Object location annotation data:
-=-=-=-=-
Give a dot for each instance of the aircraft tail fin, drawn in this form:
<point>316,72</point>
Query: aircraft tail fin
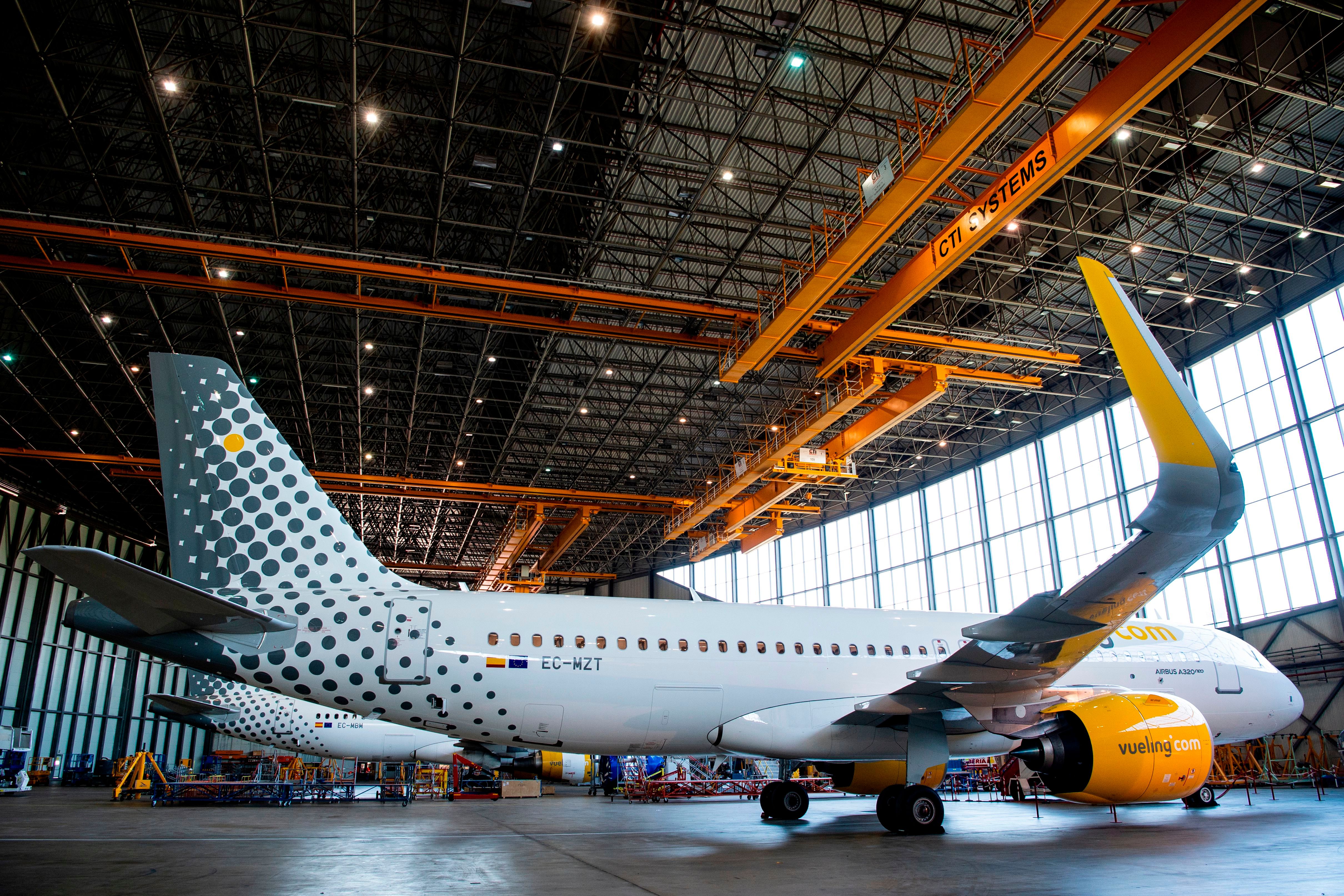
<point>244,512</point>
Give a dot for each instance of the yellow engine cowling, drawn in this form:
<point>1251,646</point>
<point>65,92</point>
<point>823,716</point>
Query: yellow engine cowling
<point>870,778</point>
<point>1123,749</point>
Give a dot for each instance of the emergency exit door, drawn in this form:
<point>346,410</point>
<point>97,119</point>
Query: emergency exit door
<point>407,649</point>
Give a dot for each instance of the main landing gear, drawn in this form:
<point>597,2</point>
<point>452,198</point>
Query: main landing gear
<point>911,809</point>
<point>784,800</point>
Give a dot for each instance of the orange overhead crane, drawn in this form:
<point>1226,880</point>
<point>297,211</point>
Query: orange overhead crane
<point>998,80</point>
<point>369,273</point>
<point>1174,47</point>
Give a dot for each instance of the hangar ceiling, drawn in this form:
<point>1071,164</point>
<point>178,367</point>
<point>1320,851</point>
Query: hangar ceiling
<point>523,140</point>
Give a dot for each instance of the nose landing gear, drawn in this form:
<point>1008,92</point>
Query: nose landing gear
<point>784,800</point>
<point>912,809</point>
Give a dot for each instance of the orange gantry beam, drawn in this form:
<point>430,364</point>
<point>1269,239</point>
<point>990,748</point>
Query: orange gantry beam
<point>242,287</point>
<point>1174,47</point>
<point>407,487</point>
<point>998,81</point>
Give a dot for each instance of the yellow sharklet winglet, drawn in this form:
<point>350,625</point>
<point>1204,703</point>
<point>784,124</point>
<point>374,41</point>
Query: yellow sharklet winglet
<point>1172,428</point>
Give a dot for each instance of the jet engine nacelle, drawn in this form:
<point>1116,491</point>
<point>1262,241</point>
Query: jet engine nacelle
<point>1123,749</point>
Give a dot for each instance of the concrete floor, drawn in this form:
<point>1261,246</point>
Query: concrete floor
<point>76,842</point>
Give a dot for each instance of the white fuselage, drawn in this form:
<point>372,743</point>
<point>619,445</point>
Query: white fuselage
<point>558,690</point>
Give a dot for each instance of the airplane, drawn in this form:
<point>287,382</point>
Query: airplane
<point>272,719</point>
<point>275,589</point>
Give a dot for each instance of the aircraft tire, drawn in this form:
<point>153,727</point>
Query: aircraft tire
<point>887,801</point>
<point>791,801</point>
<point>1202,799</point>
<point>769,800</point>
-=-=-=-=-
**Exercise details**
Copy every line of the material above word for word, leaving out the pictures.

**Result of this exercise**
Give a dot for each instance of the aircraft tail fin, drawn in this form:
<point>316,72</point>
Query: aircraft tail fin
<point>244,512</point>
Give a dot for each instance of the yellow engine cowling, drawn in this form:
<point>1251,646</point>
<point>65,92</point>
<point>823,716</point>
Query: yellow engine cowling
<point>870,778</point>
<point>1123,749</point>
Give a dot for each instance of the emergency exit door, drawn in this form:
<point>346,410</point>
<point>97,119</point>
Query: emergency exit door
<point>407,649</point>
Give a dot for each instance of the main landing gear, drawn in this form:
<point>597,2</point>
<point>452,198</point>
Query: main landing gear
<point>911,809</point>
<point>784,800</point>
Give a dot for each instance of the orange overhead crane, drawn in this form:
<point>1226,880</point>
<point>297,211</point>
Query: orange overhead crane
<point>998,80</point>
<point>369,273</point>
<point>1174,47</point>
Give a dot for each instance of the hangar ceiling, drawn in this form:
<point>1071,164</point>
<point>178,367</point>
<point>1320,851</point>
Query: hangar ceiling
<point>523,140</point>
Give a dot for each instance of the nose landing gear, drawn in this form:
<point>1008,92</point>
Query: nose landing gear
<point>784,800</point>
<point>912,809</point>
Give a dot for each instance of the orange gantry beam, drawn in this form:
<point>430,364</point>
<point>1269,239</point>
<point>990,748</point>
Query: orange gantry beam
<point>242,287</point>
<point>1174,47</point>
<point>407,487</point>
<point>998,81</point>
Give a dot for each instance of the yellow sharklet winglet, drawn in this form:
<point>350,625</point>
<point>1204,703</point>
<point>784,124</point>
<point>374,41</point>
Query: yellow sharklet winglet
<point>1172,428</point>
Give a dot for each instance of the jet engine nacelle, drawn in this form:
<point>1116,491</point>
<point>1262,241</point>
Query: jet engine nacelle
<point>1123,749</point>
Give a dot for each instance of the concrete floor, drawn in this form:
<point>1261,246</point>
Query: concrete floor
<point>76,842</point>
Give a dot for each instance of the white fuselage, drawn in this form:
<point>372,743</point>
<point>619,445</point>
Query: white fuselage
<point>558,690</point>
Give a dot for each instance of the airplane, drawn in this form:
<point>287,382</point>
Query: airplane
<point>272,719</point>
<point>275,589</point>
Give a dot for each instance of the aircraft tire, drawn in this form:
<point>153,727</point>
Query: aircraft tire
<point>887,801</point>
<point>791,801</point>
<point>1202,799</point>
<point>769,800</point>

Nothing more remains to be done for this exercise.